Stored records:
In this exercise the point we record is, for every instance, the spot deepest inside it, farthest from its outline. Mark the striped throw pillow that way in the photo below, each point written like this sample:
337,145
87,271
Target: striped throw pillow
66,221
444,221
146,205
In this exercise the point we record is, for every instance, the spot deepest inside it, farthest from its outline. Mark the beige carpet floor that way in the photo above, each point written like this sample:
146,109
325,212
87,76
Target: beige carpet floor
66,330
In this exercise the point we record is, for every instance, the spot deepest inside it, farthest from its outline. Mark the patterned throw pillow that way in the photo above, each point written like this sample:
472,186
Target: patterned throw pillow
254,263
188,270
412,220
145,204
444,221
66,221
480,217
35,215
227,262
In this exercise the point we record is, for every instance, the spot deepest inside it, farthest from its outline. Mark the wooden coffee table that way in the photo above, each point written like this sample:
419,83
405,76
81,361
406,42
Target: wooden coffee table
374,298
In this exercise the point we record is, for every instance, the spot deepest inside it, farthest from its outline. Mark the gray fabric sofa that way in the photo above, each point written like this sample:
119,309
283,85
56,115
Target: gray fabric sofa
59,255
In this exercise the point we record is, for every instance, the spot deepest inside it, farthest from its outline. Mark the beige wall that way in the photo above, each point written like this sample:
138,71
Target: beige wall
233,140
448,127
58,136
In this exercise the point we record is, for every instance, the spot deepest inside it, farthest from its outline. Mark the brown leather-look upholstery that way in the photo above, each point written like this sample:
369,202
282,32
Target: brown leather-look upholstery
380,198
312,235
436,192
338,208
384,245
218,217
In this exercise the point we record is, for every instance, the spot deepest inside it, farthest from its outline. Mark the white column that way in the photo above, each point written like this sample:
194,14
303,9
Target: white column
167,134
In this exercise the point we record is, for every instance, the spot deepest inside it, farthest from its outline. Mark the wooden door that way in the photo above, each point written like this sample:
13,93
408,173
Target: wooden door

Aim of the exercise: Rewrite all the records above as a numbered list with one line per item, leaving out any blank lines.

Full solution:
1. In this exercise the point we record is, for every instance, the spot deepest inside it, farthest from its outline. Mark the striped throw pillow that way in the photo below, each point written like this sample:
2. 337,145
3. 87,271
4. Target: striped throw pillow
5. 66,221
6. 444,221
7. 146,205
8. In this exercise the point we record is, for every instance, the spot deepest inside it, farthest from its outline. Mark the beige carpet floor that way in the photo above, each point written like this sample:
9. 146,109
10. 325,212
11. 87,76
12. Target: beige carpet floor
13. 66,330
14. In this exercise the point we record is, for every instance, the spot deepest inside it, farthest from its outline. Mark the patterned throw pillow that way in the photo above, each point written like this sample:
15. 472,186
16. Target: patterned throw pillow
17. 254,263
18. 188,270
19. 412,220
20. 145,204
21. 444,221
22. 66,221
23. 480,217
24. 35,215
25. 227,262
26. In this exercise the point we record is, for every instance, the spot deepest inside it, farthest from its outline. Mark the wooden coffee table that way in the photo above, each point written like this sample:
27. 419,83
28. 405,76
29. 81,361
30. 406,42
31. Target: wooden coffee table
32. 374,298
33. In this exercise the point we record is, for every instance, the spot deepest inside it, farthest from its outline. Mark the gray fabric sofa that way in the photo above, each point written like this sample:
34. 119,309
35. 283,85
36. 56,115
37. Target: gray fabric sofa
38. 59,255
39. In this exercise the point we record is, for every instance, the spot deepest inside it, farthest from its outline. Mark the beige wall that way in the photo above, each point written like this sample:
40. 138,71
41. Target: beige wall
42. 233,140
43. 448,127
44. 58,136
45. In this exercise the point we record is, for every instance, the spot deepest inside it, farthest from its outline. Mark the brown leather-look upholstery that way in the photo above, each point written like this sample:
46. 369,202
47. 282,32
48. Target: brown leather-look upholstery
49. 380,198
50. 312,235
51. 436,192
52. 338,208
53. 384,245
54. 218,217
55. In this exercise the point we record is, for every instance, the spot deepest inside it, farthest from its outline. Mark the white column that way in the photo above, each point written like this sample:
56. 194,14
57. 303,9
58. Target: white column
59. 167,134
60. In this exercise the point we record is, for every instance, the spot deepest inside it, farthest from its outline. Mark the wooden door that way in the photo above, each point written like this sample:
61. 13,93
62. 408,173
63. Target: wooden door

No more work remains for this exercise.